## Text under study
----
Ice cream was sellers when they were selling it, but not the data, data belongs to someone else, who didn't explicitly allow selling it

The problem with today's society is you walk into a hospital bleeding and they make you sign an ultimatum.

Legally this should be treated as signing under duress and invalidated.

If someone's life or well-being depends on it, and undergoing services in not a choice, terms and conditions should not be legally allowed to be unilaterally dictated by one party.

Fun fact: it’s illegal to open new hospitals without the permission of the government.

There are multiple layers of corruption at work here. (They also cap the number of doctors, and clinics, etc).

> it’s illegal to open new hospitals without the permission of the government.

This doesn't seem surprising on its face given that a hospital is, not unreasonably, a heavily regulated entity.

“on its face” is doing the heavy lifting here. Banking is highly regulated but you don’t need government permission to open new branches. The food supply chain is heavily regulated but you don’t need government permission to start new restaurants.

The supply of medical care, from operating rooms to doctors themselves, is heavily controlled by the state. There are billions, perhaps trillions of dollars that would flow into reducing the cost and increasing the availability of high quality medical care in the US if this were not so.

The demand is through the roof and will continue to rise. But the right to supply is only handed out to cronies.

in Western history, culturally, Church was a founding force for the existance of hospitals, full-stop. Repeat with more money and more fallable humans and yes some of what you say is accurate. But, if you start naming the behavior as if it is synonymous with the original founders of Hospitals, you a) create an intellectual dishonesty on your part, b) attract wing-nuts and sociopaths who are looking for a place to join in the chanting, c) obscure important details while the casual readers focus on the glaring finger pointing.

If you want to actually contribute to this very difficult topic, please refrain from welding disparate labels together in the introductory materials.
----
## Data shown
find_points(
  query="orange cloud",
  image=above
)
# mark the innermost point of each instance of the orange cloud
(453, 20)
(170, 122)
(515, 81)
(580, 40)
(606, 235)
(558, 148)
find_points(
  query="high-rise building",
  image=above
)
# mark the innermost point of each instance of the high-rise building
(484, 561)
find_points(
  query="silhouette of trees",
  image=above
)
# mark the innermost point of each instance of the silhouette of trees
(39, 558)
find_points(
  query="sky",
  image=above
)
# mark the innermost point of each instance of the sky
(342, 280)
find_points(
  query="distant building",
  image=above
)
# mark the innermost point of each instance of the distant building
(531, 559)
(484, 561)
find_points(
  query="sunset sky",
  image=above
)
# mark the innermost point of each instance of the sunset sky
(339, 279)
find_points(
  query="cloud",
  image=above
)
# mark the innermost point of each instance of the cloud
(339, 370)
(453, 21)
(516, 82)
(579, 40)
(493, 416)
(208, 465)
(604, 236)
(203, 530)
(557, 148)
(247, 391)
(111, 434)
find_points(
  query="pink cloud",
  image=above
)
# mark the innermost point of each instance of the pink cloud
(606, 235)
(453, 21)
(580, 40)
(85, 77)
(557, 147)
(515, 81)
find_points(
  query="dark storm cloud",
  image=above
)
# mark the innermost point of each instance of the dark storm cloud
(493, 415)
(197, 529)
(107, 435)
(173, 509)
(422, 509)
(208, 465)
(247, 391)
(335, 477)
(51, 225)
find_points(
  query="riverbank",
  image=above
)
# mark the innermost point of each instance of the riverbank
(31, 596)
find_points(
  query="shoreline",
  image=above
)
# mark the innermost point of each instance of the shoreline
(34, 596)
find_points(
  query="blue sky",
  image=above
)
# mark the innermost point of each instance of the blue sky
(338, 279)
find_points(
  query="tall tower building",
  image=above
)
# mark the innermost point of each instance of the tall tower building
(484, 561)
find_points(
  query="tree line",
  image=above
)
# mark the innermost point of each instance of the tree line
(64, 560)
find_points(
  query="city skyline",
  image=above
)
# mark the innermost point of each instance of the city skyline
----
Carry on the discussion of hospitals and government control from its last sentence. The records were taken from a different source than the text.

## Task output
Oh I fully realize that the original hospitals were ... let's say better than the gutter by about 10%, and no more than that. Both for the patients and everyone else in the street or even city.

And I do realize the only reason the Vatican management is better is because the Vatican is ALSO corrupt ... but with different masters. The improvement is coming from the conflict between these groups. I do get the impression the Vatican is actually the more moral of the two parties, meaning compared to the government, but not by a huge margin.

The way I read it, GP is saying that the Vatican's influence reduces such unethical distribution of medical information. Your response reads like a rebuttal, but I'm not sure what you're trying to say, nor rebut.
>in most EU countries is that the Vatican still has control over the board of a very surprising number of hospitals.

>Needless to say, the EU governments really hate that

> if the government wants the Vatican out of the board ... they have to increase spending on that hospital, often by a lot. I'd call them "Vatican hospitals"

> one thing government and the Vatican really agree on is that they do not want patients to know the underlying financial arrangements around hospitals

> in many cases it's quite difficult to find who controls a hospital even though it's technically public information)

I am responding to these somewhat "breathless" statements that imply more than they delineate. My rebuttal is that these words frame a kind of inquiry that is common among conspiracy-attracted commentors.

The subject deserves more rigor and less insinuation IMO.